- [Document extract]
Inspired Flight IF800 Tomcat review: Is this the best American-made mapping drone?


Adam has spent his career exploring the natural and human world from above using drones, satellites, and mapping tools. His company Crossbill Geospatial provides data and consultation on all things geospatial. Connect with him on Linkedin and at his website.

I have flown many of the enterprise drones on the market to create maps and data for remote sensing analysis. When Inspired Flight reached out and offered me a demo unit of their medium lift IF800 Tomcat to review on behalf of The Drone Girl I cleared my schedule. I wanted to determine if this system meets the requirements of a high-output geospatial firm.

Inspired Flight Technologies is an American drone company headquartered in San Luis Obispo, California. For U.S.-based drone pilots, that makes Inspired Flight all the more compelling given the recent FCC ban on future, foreign-made drones. Additionally, the IF800 meets NDAA and Blue UAS requirements, which is another key selling point.

- [Set of tasks]
a: Name the tools that the drone review says Adam has used to explore the natural and human world from above.
b: Reproduce the part of the drone review starting at "Adam has spent" and ending at "high-output geospatial firm.", word for word.

- [Material shown]
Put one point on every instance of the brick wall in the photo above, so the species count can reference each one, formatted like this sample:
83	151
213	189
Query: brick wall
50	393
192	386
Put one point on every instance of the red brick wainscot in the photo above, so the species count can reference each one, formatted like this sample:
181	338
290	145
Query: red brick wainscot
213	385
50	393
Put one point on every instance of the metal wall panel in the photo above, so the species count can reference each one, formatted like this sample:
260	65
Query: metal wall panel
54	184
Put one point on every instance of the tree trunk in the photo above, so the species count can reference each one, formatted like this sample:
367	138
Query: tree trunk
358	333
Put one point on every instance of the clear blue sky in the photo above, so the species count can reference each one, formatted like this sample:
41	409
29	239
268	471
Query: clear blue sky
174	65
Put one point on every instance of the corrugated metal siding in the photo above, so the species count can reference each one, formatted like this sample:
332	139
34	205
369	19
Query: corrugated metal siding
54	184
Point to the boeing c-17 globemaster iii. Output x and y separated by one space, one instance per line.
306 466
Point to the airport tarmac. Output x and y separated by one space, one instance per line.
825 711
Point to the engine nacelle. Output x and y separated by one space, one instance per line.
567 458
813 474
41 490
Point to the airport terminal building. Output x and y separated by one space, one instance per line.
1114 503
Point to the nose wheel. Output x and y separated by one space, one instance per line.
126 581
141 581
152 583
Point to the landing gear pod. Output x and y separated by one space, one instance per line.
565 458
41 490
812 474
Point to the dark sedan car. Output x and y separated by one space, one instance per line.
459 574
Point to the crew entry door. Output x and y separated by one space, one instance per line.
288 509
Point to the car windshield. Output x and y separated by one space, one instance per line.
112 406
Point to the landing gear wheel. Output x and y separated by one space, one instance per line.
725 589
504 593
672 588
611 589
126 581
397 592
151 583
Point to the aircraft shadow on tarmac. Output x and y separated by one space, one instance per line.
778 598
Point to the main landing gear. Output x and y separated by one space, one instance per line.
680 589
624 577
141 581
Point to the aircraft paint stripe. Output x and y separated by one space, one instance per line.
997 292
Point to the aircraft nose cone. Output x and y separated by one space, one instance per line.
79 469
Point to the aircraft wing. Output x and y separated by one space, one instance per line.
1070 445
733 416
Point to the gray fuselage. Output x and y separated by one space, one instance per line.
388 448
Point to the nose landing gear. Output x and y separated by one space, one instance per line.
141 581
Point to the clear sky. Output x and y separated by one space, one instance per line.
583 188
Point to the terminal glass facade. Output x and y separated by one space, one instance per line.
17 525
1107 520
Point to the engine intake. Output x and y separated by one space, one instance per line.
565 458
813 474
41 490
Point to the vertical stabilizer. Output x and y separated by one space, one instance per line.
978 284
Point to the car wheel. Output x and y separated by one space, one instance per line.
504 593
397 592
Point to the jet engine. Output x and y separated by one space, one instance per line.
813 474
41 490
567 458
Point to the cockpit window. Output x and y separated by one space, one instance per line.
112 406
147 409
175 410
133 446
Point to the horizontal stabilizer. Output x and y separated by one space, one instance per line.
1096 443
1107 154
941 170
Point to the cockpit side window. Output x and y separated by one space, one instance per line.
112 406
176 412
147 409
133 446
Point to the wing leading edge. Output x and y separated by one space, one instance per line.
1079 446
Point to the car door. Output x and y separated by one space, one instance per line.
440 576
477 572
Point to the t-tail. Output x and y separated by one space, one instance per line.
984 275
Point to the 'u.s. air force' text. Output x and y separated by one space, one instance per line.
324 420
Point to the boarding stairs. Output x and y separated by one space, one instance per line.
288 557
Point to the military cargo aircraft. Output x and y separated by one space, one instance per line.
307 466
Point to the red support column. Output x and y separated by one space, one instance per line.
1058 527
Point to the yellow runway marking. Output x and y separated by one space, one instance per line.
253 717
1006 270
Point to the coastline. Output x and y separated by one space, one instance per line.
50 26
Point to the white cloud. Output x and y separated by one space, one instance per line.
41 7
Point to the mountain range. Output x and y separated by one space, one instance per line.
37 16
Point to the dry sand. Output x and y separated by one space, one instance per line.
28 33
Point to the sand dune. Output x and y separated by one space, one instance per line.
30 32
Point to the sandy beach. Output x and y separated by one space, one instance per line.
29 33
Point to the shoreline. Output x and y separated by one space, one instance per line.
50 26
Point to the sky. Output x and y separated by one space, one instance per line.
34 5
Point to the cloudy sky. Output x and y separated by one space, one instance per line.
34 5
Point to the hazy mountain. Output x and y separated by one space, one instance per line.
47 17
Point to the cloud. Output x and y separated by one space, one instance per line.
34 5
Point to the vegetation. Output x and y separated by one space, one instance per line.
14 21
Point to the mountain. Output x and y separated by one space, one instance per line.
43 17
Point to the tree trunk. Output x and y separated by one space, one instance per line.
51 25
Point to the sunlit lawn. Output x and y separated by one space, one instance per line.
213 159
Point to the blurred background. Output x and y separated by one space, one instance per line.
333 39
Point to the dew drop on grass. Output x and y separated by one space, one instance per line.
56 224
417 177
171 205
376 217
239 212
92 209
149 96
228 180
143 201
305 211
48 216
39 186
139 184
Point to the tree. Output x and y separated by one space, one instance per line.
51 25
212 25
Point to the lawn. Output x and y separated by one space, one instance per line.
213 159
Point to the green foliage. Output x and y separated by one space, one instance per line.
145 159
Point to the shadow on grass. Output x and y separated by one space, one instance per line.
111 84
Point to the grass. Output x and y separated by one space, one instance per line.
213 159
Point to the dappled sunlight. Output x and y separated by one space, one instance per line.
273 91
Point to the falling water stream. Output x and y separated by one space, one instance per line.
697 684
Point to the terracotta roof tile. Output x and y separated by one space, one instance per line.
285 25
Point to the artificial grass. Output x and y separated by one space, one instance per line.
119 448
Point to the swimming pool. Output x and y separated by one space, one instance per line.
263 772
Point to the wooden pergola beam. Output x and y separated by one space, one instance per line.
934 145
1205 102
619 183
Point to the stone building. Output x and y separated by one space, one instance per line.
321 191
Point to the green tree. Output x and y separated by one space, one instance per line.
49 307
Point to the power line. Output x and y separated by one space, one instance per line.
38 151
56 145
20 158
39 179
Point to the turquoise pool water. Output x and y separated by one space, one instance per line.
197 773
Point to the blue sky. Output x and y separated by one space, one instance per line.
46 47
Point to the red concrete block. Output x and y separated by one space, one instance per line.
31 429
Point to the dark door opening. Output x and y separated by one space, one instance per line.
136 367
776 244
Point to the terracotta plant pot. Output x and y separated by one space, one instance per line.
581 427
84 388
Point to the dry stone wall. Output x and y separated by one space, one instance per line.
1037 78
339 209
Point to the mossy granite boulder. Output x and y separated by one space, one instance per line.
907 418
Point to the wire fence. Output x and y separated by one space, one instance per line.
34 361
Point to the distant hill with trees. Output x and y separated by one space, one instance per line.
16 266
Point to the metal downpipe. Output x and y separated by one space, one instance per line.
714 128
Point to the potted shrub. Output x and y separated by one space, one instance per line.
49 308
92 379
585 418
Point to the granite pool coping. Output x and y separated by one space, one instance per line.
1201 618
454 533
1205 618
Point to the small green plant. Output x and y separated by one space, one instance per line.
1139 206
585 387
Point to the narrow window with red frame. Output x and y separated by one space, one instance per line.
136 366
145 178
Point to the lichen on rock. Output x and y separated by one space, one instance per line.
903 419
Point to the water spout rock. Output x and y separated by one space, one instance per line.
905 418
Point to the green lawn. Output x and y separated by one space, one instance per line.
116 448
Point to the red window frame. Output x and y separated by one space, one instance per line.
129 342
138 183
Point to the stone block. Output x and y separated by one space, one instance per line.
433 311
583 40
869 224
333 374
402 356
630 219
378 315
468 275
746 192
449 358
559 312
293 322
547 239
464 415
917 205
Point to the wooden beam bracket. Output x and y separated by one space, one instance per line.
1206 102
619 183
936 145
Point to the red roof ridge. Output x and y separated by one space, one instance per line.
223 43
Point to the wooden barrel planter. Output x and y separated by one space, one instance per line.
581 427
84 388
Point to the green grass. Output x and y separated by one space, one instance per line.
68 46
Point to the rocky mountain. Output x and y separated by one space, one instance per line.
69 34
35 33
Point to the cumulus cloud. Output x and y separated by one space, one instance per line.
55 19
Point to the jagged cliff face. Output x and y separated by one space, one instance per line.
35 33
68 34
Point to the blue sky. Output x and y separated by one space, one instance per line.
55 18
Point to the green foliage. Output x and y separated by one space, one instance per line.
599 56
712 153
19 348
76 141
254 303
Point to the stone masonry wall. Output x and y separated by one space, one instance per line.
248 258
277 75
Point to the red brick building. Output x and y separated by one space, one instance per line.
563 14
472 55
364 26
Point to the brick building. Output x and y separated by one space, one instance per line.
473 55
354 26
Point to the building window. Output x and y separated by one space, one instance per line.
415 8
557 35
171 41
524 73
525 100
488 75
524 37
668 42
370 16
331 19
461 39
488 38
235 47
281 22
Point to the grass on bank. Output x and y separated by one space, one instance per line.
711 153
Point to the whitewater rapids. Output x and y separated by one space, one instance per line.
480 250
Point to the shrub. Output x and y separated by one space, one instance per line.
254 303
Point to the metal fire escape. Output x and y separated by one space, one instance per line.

- [Answers to the exercise]
a: Drones, satellites, and mapping tools.

b:
Adam has spent his career exploring the natural and human world from above using drones, satellites, and mapping tools. His company Crossbill Geospatial provides data and consultation on all things geospatial. Connect with him on Linkedin and at his website.

I have flown many of the enterprise drones on the market to create maps and data for remote sensing analysis. When Inspired Flight reached out and offered me a demo unit of their medium lift IF800 Tomcat to review on behalf of The Drone Girl I cleared my schedule. I wanted to determine if this system meets the requirements of a high-output geospatial firm.